▶ [Exercise requirements] Restate the records that follow word for word; no pictures should appear.

[Stored data entries]
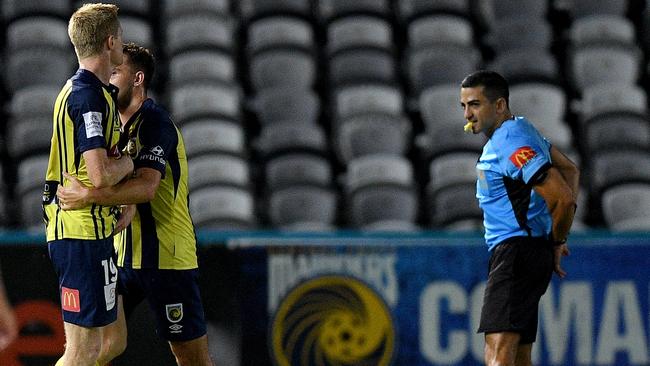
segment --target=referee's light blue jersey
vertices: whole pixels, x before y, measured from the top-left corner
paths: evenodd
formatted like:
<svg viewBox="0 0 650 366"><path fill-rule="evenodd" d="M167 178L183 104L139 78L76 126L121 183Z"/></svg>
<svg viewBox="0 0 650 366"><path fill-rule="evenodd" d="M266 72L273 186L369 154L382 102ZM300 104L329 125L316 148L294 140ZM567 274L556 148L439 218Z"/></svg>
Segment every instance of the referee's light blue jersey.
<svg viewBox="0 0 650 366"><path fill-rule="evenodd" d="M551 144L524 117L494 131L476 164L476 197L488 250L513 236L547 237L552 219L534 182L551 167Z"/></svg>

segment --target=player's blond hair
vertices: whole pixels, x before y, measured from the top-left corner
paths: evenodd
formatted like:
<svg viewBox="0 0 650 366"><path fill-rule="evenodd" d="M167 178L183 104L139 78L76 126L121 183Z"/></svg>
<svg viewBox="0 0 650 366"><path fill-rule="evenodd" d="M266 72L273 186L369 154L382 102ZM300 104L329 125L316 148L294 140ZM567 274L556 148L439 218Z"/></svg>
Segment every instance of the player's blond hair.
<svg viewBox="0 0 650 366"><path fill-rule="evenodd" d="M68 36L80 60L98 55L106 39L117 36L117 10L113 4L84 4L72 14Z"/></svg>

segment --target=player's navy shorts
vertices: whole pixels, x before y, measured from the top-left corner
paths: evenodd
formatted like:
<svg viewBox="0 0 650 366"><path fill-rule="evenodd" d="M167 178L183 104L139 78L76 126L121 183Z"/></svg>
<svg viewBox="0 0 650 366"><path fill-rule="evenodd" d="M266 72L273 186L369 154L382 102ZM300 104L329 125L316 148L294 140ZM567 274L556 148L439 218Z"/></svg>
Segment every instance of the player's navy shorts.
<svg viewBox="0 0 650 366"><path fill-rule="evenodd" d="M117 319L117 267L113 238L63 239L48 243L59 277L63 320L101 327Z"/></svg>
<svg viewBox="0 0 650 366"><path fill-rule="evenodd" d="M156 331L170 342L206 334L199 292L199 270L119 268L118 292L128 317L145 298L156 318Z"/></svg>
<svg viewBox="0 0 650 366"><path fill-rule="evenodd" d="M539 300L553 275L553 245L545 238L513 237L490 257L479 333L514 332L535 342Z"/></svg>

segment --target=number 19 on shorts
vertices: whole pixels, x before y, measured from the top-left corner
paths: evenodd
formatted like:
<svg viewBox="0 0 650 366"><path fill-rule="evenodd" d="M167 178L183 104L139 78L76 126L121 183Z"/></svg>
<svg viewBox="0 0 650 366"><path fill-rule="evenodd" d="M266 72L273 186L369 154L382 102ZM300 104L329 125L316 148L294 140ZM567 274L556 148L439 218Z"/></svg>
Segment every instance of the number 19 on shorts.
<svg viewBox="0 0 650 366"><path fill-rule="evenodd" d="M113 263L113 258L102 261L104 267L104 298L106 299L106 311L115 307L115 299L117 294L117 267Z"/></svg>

▶ [Solution]
segment --target=referee's light blue jersey
vertices: whole pixels, x before y, measured from the top-left corner
paths: evenodd
formatted like:
<svg viewBox="0 0 650 366"><path fill-rule="evenodd" d="M167 178L183 104L139 78L76 126L121 183Z"/></svg>
<svg viewBox="0 0 650 366"><path fill-rule="evenodd" d="M266 72L273 186L369 154L382 102ZM300 104L329 125L316 148L294 140ZM567 274L556 148L439 218Z"/></svg>
Segment every instance of the referee's light blue jersey.
<svg viewBox="0 0 650 366"><path fill-rule="evenodd" d="M551 144L524 117L494 131L476 164L476 197L488 250L513 236L547 237L552 219L534 182L551 167Z"/></svg>

segment --target=player's blond hair
vertices: whole pixels, x before y, measured from the top-left corner
paths: evenodd
formatted like:
<svg viewBox="0 0 650 366"><path fill-rule="evenodd" d="M167 178L183 104L139 78L76 126L121 183Z"/></svg>
<svg viewBox="0 0 650 366"><path fill-rule="evenodd" d="M266 72L273 186L369 154L382 102ZM300 104L329 125L316 148L294 140ZM567 274L556 148L439 218Z"/></svg>
Segment every instance of the player's blond hair.
<svg viewBox="0 0 650 366"><path fill-rule="evenodd" d="M68 36L80 60L98 55L106 39L117 36L117 10L113 4L84 4L72 14Z"/></svg>

segment --target=player's navy shorts
vertices: whole pixels, x before y, measured from the top-left corner
paths: evenodd
formatted like:
<svg viewBox="0 0 650 366"><path fill-rule="evenodd" d="M167 178L183 104L139 78L76 126L121 183Z"/></svg>
<svg viewBox="0 0 650 366"><path fill-rule="evenodd" d="M266 72L273 186L369 154L382 102ZM300 104L329 125L316 148L294 140ZM567 274L556 148L439 218Z"/></svg>
Segment every instance of the player's navy shorts.
<svg viewBox="0 0 650 366"><path fill-rule="evenodd" d="M117 319L117 267L113 238L63 239L48 243L59 277L63 320L101 327Z"/></svg>
<svg viewBox="0 0 650 366"><path fill-rule="evenodd" d="M156 331L170 342L206 334L199 292L199 270L119 268L118 292L128 317L145 298L156 318Z"/></svg>
<svg viewBox="0 0 650 366"><path fill-rule="evenodd" d="M539 300L553 275L553 245L545 238L513 237L490 257L479 333L514 332L535 342Z"/></svg>

segment --target=number 19 on shorts
vertices: whole pixels, x before y, measured from the top-left corner
paths: evenodd
formatted like:
<svg viewBox="0 0 650 366"><path fill-rule="evenodd" d="M167 178L183 104L139 78L76 126L121 183Z"/></svg>
<svg viewBox="0 0 650 366"><path fill-rule="evenodd" d="M266 72L273 186L369 154L382 102ZM300 104L329 125L316 148L294 140ZM567 274L556 148L439 218Z"/></svg>
Segment every instance of the number 19 on shorts.
<svg viewBox="0 0 650 366"><path fill-rule="evenodd" d="M113 263L113 258L102 261L104 267L104 298L106 299L106 311L115 307L115 299L117 294L117 267Z"/></svg>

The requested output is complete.